-- Listed records start --
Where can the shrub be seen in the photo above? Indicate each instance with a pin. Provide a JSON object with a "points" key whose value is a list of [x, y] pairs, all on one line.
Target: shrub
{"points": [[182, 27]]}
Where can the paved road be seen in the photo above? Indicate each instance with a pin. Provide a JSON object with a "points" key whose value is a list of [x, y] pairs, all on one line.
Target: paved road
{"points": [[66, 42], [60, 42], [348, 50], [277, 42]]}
-- Listed records end --
-- Listed records start --
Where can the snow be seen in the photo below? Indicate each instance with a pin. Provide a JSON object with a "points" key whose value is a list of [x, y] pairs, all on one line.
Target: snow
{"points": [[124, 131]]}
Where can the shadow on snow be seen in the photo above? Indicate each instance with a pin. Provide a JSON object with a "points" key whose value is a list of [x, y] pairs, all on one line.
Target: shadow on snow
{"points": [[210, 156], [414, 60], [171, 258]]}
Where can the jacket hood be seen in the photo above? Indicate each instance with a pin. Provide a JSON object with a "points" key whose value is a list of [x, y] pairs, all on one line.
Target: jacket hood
-- Listed records end --
-- Listed records start --
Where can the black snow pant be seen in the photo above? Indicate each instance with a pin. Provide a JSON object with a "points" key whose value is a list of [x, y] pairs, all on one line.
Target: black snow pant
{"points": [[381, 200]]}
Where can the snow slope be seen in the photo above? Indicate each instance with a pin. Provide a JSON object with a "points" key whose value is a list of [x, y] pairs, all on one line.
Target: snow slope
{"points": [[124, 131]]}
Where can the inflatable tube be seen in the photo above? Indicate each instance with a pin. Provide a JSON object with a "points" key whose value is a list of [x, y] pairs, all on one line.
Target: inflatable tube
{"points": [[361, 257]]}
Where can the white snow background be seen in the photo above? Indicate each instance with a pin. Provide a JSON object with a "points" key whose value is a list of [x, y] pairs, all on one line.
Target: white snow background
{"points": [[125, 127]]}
-- Listed records end --
• Your task
Which lines in the material contain the word "white"? Report each of them in full.

• Answer for this exercise
Where can the white snow background be seen in the photo above? Indicate each instance with a pin. Provide a JSON object with a "points" key whose value is a list of [x, y] pairs, all on one line.
Target: white snow background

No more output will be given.